Task description. Pull out every line in the entries below that contains the word "cyclists", and copy each of those lines in full.

Provided information.
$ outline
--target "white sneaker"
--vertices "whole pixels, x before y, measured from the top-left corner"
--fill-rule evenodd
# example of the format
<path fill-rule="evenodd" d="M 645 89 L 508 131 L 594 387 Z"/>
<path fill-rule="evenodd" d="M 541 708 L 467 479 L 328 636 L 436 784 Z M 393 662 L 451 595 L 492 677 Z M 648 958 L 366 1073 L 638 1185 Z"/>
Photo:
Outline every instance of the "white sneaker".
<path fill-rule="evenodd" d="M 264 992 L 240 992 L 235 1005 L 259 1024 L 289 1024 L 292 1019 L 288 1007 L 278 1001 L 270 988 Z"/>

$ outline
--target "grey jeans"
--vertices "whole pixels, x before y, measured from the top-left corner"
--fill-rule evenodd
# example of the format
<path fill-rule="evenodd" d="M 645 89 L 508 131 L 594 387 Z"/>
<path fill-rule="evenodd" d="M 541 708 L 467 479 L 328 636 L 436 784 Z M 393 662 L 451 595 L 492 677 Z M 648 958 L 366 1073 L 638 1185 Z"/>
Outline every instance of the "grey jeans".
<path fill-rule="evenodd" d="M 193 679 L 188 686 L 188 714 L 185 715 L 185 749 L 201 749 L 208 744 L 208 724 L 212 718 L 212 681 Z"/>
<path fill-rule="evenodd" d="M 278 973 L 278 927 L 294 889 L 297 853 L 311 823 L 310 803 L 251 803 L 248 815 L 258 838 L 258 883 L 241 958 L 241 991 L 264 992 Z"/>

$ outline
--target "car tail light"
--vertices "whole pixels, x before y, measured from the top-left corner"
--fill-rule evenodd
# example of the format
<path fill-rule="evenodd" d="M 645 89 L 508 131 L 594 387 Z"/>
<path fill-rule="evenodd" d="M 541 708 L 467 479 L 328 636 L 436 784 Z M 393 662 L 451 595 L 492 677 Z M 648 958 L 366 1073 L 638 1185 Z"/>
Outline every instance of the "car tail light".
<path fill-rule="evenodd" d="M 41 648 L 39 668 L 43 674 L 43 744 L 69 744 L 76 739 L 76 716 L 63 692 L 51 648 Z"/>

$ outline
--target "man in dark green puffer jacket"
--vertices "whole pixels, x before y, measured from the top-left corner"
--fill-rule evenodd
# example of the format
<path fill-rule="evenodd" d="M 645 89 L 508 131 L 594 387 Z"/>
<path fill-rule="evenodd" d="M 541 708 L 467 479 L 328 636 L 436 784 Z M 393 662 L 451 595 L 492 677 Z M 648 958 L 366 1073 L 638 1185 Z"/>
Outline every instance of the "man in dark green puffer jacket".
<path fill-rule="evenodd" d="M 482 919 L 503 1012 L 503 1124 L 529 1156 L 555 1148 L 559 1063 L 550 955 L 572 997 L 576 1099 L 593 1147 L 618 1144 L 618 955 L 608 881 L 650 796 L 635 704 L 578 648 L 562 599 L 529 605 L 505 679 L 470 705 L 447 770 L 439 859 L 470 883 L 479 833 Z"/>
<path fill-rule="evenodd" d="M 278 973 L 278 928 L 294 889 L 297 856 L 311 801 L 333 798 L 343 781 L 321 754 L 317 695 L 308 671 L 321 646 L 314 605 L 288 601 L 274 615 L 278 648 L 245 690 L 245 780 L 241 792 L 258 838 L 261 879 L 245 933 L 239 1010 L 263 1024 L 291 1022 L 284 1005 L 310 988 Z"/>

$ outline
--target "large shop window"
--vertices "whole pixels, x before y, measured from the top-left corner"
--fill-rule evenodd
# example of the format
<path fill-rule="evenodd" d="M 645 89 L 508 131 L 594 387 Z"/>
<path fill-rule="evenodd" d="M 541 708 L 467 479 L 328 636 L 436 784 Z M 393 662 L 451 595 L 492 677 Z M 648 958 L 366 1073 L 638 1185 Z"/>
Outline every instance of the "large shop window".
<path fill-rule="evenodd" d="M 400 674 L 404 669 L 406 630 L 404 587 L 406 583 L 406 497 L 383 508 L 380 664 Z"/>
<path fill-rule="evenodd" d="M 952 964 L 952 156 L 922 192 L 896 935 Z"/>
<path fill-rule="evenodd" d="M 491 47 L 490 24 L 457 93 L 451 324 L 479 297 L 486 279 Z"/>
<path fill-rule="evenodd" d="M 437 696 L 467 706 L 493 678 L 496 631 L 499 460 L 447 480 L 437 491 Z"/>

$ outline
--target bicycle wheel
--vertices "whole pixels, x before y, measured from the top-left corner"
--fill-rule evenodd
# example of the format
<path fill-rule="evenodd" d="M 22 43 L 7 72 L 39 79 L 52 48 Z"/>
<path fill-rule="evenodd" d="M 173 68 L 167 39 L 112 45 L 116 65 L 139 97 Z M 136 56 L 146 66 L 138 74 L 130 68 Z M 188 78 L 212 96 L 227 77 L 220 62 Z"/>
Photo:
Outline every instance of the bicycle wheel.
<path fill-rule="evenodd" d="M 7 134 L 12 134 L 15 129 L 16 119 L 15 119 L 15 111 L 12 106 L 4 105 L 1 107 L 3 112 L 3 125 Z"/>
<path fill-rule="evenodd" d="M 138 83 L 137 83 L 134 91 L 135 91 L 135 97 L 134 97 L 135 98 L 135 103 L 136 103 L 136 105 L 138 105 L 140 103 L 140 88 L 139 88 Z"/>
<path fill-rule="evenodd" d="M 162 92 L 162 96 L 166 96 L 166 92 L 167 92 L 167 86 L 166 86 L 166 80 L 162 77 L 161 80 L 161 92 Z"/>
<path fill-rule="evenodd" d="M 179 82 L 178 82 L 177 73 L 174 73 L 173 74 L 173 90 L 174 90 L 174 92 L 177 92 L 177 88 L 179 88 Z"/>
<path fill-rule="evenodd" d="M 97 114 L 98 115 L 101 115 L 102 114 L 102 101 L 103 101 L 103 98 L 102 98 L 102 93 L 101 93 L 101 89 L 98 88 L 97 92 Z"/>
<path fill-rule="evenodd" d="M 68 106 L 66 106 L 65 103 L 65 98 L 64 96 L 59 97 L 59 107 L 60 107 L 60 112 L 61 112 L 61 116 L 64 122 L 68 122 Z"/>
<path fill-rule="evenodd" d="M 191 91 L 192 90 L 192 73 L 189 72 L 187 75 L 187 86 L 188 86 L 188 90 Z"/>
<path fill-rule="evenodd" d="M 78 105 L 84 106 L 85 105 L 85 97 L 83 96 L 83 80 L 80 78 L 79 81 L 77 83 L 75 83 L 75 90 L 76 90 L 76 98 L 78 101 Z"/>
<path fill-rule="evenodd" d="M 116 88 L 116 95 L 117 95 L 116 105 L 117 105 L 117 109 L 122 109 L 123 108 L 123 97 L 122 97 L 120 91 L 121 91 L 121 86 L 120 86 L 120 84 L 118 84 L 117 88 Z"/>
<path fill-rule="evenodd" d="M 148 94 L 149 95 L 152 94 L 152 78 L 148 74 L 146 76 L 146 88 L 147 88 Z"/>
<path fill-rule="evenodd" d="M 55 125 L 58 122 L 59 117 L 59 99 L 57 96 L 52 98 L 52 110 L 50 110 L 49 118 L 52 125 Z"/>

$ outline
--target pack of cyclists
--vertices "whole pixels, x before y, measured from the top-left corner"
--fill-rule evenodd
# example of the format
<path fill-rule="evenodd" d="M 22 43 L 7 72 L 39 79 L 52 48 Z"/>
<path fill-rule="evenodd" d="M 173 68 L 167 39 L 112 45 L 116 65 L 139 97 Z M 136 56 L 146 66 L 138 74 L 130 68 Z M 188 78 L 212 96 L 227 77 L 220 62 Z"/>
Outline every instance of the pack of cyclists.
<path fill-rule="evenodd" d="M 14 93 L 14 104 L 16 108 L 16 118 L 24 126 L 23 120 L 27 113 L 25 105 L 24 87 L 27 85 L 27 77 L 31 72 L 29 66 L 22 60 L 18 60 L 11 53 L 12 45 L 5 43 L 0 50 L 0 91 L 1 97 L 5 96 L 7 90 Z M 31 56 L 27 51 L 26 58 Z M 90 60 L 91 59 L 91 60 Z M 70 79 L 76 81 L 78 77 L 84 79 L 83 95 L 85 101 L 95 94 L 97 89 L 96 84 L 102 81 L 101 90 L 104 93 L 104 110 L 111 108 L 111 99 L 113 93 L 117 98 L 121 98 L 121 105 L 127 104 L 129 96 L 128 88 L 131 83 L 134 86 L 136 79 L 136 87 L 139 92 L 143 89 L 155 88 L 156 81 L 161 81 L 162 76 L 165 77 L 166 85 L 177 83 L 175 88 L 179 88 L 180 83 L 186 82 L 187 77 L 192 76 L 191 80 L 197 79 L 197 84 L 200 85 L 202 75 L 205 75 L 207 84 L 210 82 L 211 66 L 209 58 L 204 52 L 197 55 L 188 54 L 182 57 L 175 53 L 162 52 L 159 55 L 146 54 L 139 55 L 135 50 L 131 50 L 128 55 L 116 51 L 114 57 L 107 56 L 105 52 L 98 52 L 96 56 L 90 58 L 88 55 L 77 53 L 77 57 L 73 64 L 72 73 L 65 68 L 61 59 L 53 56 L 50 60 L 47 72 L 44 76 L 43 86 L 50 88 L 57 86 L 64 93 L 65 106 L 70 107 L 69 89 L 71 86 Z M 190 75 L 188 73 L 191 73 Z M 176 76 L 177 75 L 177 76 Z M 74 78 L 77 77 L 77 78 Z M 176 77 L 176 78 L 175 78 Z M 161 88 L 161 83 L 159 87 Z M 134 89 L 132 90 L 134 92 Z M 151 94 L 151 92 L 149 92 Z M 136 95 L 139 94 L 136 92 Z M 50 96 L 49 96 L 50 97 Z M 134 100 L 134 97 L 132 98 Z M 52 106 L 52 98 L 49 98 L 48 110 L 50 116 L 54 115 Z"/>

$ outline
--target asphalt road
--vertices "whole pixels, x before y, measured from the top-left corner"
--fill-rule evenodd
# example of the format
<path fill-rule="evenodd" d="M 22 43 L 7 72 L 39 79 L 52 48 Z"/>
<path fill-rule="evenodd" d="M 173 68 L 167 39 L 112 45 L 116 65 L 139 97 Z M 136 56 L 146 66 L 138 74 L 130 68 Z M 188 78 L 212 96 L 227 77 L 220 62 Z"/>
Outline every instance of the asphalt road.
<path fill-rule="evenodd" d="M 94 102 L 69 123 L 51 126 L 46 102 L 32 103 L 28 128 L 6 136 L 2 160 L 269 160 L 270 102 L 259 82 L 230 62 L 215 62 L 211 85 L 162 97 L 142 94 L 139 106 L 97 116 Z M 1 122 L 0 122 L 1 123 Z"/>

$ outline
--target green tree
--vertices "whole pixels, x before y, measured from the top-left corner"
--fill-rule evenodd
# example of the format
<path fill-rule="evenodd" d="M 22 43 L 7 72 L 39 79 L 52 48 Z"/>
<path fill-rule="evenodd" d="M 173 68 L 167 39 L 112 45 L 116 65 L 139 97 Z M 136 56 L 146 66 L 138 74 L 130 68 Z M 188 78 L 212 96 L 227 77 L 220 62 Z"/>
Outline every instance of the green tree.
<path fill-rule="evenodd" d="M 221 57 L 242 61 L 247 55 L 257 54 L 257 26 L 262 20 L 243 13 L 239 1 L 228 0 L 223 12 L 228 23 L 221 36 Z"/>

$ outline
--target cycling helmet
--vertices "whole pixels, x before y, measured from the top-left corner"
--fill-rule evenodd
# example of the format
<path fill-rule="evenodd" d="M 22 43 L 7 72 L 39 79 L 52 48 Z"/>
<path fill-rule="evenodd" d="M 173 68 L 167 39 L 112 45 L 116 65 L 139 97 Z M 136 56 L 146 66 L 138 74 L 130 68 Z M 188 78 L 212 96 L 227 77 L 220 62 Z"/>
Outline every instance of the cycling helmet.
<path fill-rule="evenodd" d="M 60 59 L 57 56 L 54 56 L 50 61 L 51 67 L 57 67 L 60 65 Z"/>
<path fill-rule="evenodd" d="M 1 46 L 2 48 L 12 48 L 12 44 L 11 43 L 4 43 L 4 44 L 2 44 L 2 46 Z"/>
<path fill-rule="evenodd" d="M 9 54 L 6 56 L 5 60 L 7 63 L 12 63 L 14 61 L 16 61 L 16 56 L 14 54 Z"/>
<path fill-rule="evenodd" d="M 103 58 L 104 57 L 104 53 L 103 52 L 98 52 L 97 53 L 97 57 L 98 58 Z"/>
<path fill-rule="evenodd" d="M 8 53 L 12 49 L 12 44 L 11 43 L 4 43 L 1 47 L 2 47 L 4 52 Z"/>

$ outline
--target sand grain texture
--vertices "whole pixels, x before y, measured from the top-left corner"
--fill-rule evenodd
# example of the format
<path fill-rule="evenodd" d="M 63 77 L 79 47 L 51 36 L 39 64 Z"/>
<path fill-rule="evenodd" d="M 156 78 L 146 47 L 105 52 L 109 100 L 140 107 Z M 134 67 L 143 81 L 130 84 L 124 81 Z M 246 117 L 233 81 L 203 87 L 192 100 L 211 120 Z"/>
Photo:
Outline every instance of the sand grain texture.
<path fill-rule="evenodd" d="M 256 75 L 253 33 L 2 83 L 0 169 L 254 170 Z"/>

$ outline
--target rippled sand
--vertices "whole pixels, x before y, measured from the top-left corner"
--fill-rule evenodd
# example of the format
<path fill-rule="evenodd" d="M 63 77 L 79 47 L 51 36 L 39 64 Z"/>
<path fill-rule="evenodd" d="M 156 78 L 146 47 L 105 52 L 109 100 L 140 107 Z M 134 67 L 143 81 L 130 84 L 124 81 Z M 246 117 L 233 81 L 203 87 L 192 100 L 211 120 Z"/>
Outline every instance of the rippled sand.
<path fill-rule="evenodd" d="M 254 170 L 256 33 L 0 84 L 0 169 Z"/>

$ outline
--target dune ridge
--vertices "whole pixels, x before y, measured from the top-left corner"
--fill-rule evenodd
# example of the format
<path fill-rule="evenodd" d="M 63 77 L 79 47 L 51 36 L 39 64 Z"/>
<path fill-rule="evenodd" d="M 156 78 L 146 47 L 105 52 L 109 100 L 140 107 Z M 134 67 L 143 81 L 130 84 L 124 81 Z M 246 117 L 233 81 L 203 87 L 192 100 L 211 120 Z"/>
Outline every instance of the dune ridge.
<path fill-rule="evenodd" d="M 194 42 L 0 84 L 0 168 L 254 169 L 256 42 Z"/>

Reply to the task.
--target pack of cyclists
Outline every instance of the pack of cyclists.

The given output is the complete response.